Show each line of the records below that contains the string "shop", copied in full, and treat uppercase and lowercase letters as different.

— START DATA LISTING —

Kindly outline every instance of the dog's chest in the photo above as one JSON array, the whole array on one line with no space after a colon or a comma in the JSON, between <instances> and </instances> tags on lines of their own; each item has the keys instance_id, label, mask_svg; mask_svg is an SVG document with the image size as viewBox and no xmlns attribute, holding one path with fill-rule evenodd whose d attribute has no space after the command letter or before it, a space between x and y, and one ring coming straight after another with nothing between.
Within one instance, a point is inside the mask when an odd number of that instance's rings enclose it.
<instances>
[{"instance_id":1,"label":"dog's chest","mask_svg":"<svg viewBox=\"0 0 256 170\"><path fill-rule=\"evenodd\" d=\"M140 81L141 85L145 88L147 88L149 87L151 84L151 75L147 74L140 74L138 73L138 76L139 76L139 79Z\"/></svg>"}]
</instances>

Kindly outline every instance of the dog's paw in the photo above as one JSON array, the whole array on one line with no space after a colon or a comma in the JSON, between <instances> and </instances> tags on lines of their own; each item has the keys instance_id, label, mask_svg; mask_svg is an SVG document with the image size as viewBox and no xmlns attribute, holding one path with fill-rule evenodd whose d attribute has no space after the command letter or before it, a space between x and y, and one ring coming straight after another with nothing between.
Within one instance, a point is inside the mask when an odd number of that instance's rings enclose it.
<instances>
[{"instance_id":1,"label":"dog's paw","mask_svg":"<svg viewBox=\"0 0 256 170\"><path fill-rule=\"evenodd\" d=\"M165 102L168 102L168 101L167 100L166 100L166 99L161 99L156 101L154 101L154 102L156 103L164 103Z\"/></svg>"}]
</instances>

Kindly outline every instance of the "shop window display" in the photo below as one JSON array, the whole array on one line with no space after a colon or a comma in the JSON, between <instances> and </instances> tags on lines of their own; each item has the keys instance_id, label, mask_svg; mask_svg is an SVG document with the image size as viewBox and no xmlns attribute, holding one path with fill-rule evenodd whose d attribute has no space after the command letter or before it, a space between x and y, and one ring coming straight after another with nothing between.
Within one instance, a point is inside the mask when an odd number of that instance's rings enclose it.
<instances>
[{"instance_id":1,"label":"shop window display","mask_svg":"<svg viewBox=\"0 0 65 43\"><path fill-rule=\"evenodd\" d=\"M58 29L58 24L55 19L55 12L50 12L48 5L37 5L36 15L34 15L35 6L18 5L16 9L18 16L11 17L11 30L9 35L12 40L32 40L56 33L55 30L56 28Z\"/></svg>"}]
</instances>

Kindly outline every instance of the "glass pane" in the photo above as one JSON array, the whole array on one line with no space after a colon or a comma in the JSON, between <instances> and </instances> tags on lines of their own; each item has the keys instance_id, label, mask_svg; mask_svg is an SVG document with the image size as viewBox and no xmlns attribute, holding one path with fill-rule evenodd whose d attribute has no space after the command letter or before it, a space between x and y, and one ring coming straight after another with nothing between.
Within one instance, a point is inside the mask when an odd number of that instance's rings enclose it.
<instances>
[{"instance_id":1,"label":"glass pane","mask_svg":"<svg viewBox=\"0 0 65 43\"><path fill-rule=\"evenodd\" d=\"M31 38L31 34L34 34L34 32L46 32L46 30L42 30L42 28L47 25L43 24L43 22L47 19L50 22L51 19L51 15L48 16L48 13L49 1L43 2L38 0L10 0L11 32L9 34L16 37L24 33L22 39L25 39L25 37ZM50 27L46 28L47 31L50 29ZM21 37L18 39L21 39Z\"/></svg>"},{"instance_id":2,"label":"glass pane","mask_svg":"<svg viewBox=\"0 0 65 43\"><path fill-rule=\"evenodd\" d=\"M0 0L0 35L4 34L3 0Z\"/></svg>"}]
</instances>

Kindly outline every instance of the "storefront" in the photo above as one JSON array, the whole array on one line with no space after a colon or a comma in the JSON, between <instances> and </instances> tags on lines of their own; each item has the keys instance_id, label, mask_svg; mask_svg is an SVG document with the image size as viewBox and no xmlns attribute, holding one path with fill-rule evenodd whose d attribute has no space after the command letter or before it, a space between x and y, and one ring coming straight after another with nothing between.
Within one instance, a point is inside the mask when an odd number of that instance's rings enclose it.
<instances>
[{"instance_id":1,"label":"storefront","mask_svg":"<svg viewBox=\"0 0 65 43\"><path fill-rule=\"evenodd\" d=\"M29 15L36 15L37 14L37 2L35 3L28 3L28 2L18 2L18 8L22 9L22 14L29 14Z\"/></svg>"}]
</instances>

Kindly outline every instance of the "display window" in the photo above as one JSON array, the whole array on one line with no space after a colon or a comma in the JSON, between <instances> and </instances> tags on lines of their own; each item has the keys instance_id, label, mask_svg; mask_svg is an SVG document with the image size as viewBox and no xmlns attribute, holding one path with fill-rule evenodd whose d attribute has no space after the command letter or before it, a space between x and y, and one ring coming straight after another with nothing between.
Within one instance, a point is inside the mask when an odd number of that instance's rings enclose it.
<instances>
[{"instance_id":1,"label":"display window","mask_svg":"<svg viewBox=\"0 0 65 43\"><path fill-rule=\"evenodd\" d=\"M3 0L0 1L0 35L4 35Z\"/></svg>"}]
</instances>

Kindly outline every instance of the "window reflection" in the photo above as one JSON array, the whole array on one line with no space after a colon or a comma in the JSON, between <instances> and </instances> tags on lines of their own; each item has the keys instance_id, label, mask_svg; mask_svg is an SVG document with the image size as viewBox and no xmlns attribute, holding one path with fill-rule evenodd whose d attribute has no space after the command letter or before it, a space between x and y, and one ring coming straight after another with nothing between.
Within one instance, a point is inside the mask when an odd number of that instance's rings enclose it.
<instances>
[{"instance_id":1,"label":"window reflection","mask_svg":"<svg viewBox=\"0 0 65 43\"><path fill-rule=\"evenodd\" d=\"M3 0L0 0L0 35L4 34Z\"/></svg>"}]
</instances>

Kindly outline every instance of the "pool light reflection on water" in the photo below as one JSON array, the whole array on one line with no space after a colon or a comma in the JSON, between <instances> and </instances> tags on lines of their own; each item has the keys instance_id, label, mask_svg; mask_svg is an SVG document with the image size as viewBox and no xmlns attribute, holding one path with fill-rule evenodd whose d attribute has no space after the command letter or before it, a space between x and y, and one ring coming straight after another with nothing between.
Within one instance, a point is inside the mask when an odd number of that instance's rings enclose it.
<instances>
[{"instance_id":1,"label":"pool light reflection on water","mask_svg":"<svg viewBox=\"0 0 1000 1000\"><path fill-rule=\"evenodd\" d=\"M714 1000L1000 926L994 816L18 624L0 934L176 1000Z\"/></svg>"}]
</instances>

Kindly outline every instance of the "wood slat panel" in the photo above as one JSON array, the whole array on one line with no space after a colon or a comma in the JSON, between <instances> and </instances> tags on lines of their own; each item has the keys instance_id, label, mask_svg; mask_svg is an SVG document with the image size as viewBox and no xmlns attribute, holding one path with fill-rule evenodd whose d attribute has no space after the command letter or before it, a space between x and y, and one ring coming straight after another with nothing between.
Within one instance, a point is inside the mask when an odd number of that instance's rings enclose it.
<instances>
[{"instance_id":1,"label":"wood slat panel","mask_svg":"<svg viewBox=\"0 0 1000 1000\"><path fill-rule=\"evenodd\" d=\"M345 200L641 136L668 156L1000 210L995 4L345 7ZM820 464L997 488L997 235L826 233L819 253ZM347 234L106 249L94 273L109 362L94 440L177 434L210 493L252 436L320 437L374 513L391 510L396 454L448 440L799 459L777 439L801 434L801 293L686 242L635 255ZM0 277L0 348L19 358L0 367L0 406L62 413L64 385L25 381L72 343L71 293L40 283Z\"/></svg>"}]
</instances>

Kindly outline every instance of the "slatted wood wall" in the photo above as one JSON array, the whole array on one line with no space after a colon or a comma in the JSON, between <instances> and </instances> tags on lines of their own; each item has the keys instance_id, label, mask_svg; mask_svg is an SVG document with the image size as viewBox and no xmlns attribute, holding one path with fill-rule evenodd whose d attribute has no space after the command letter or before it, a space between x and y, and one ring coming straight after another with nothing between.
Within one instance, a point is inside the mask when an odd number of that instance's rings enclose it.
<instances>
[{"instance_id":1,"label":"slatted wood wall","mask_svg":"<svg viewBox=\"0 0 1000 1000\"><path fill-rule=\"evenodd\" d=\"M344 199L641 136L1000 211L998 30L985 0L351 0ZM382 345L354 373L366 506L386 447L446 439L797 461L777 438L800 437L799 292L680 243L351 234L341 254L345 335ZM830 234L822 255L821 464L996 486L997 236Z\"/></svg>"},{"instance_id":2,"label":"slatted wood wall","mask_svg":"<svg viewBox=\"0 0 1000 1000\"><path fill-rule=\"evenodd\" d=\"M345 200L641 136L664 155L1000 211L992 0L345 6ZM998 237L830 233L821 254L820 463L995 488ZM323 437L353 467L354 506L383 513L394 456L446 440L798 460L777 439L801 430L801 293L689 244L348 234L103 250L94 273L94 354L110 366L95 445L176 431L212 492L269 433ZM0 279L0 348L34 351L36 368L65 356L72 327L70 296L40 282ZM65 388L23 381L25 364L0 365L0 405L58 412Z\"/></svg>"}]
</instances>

— END DATA LISTING —

_RESPONSE TO THIS EXERCISE_
Kindly outline every instance of the "shop window display" in the photo below as one JSON array, the whole array on one line with no space after a colon or a comma in the JSON, between <instances> and </instances> tags on lines of their own; each item has the keys instance_id, label, mask_svg; mask_svg is an SVG document with the image size as viewBox and no xmlns attribute, holding one path with fill-rule evenodd whose d attribute has no space after the command letter or before it, a space between x and y, and one ring coming straight after another with nothing between.
[{"instance_id":1,"label":"shop window display","mask_svg":"<svg viewBox=\"0 0 65 43\"><path fill-rule=\"evenodd\" d=\"M58 29L58 24L55 19L55 12L50 12L48 5L37 5L36 15L34 15L35 6L18 5L16 9L18 16L11 17L11 30L9 35L12 40L32 40L56 33L55 30L56 28Z\"/></svg>"}]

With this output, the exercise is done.